╭─ DATA EXCERPTS

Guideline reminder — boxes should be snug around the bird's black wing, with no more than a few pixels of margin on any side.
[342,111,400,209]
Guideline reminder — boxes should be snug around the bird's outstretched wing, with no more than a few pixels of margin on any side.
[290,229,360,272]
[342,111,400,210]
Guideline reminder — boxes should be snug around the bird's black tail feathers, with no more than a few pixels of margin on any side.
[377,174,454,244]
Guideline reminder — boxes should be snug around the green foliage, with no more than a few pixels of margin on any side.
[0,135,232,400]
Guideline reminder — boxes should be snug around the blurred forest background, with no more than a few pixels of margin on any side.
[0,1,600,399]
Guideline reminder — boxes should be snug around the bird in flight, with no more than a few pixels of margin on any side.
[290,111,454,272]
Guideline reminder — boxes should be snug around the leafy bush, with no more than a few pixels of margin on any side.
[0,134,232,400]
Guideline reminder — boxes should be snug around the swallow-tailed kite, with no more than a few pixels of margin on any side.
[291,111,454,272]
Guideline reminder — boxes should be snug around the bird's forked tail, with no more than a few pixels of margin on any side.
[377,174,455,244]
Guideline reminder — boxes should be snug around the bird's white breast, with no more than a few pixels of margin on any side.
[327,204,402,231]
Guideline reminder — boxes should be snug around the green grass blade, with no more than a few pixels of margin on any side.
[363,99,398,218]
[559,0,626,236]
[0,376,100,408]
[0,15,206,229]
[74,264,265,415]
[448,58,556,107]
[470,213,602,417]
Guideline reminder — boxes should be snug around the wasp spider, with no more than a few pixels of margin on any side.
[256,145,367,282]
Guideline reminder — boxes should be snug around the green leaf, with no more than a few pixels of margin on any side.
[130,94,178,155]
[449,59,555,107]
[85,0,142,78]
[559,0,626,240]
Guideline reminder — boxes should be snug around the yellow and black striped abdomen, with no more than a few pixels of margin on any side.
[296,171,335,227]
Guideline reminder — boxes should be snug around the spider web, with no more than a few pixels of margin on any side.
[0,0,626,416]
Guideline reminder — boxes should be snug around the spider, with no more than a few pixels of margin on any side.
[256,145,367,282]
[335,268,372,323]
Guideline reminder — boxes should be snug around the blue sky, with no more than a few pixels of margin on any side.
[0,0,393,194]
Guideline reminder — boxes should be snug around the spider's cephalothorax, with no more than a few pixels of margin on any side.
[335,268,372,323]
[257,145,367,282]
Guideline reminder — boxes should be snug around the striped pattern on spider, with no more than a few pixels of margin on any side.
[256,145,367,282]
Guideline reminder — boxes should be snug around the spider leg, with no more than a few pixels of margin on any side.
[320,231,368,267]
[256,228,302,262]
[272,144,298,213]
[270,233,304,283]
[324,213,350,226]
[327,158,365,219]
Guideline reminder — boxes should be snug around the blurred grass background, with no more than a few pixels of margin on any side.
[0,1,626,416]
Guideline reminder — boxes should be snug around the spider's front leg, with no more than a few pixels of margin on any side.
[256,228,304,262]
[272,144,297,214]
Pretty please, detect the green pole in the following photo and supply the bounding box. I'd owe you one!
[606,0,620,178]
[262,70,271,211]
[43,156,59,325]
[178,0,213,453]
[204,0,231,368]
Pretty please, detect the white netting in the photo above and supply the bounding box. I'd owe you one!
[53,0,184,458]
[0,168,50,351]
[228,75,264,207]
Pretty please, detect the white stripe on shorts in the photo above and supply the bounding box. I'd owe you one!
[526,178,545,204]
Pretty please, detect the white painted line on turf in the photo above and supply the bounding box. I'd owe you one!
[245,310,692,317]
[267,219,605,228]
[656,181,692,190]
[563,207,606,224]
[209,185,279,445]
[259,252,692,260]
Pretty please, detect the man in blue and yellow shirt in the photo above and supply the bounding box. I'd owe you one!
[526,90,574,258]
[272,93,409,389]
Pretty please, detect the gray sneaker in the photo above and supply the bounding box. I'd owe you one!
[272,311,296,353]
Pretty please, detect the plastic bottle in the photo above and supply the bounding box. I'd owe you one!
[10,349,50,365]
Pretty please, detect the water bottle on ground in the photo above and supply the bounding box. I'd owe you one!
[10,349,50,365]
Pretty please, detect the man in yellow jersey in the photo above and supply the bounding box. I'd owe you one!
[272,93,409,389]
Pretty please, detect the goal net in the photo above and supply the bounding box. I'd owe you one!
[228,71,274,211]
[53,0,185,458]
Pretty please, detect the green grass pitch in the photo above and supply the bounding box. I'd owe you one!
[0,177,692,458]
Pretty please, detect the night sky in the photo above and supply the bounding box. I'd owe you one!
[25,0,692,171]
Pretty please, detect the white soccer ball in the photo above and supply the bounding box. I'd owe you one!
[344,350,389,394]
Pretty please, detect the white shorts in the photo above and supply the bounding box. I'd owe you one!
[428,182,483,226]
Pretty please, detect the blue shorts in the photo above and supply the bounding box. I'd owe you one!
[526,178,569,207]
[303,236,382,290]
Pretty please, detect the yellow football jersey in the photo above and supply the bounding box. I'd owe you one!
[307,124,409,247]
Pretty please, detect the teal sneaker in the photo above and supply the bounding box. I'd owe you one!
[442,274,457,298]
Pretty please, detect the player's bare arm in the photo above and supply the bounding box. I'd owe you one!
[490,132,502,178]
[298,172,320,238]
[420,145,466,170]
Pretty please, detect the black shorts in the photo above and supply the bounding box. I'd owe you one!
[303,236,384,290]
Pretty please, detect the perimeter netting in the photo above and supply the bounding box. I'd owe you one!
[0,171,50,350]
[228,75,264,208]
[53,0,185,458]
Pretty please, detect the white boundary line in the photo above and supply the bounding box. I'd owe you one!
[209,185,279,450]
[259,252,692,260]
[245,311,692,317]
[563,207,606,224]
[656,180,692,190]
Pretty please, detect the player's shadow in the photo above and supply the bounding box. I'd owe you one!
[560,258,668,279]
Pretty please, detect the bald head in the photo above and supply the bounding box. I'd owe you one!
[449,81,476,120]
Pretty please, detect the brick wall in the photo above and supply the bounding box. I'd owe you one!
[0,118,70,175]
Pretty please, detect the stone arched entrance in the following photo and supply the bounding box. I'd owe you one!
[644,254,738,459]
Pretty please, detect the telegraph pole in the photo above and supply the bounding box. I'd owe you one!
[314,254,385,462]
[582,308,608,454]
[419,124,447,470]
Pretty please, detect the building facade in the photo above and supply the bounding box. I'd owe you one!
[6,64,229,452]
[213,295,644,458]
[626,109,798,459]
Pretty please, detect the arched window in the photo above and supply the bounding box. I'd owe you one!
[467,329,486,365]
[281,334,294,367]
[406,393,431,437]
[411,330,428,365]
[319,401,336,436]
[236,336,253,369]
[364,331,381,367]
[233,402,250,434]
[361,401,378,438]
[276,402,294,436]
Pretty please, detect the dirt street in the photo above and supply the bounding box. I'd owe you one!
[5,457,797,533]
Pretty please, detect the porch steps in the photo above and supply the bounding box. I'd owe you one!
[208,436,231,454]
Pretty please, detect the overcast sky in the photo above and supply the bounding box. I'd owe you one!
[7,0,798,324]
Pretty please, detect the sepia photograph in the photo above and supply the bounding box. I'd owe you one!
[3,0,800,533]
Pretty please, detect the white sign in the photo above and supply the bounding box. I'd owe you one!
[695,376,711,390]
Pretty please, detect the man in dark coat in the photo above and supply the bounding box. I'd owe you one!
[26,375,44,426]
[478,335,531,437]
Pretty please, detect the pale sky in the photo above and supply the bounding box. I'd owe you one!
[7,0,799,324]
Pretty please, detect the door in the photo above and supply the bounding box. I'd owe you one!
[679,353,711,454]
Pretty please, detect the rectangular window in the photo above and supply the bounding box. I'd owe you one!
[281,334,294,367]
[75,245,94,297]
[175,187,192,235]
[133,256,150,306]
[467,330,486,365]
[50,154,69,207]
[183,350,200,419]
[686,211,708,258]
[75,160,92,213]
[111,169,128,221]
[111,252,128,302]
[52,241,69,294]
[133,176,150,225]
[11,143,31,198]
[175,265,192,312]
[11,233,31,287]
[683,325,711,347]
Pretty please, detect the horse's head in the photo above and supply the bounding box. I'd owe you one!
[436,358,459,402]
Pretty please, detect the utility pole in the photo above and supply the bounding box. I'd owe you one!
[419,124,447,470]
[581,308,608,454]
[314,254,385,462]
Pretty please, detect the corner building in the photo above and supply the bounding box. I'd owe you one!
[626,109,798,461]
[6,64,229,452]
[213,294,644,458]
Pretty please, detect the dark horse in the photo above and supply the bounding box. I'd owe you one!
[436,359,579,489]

╰─

**PROBLEM DESCRIPTION:** Copy word for word the lines from the start of the records through the line that contains "[342,111,400,209]", and include that line.

**THE ANSWER:**
Guideline reminder — boxes should be snug around the bird's black wing, with no more than a few pixels of margin on any side.
[342,111,400,209]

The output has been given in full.